THE DATA>
_____
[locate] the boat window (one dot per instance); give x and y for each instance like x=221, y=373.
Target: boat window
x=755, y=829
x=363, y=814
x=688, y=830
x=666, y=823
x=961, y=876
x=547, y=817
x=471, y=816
_____
EXERCISE PROMPT> Extract the data in full. Keep it word for word.

RESULT FOR THIS TASK>
[locate] the boat window (one dot per instance); give x and y for each instance like x=221, y=373.
Target: boat window
x=755, y=829
x=363, y=814
x=688, y=830
x=666, y=823
x=961, y=876
x=547, y=817
x=471, y=816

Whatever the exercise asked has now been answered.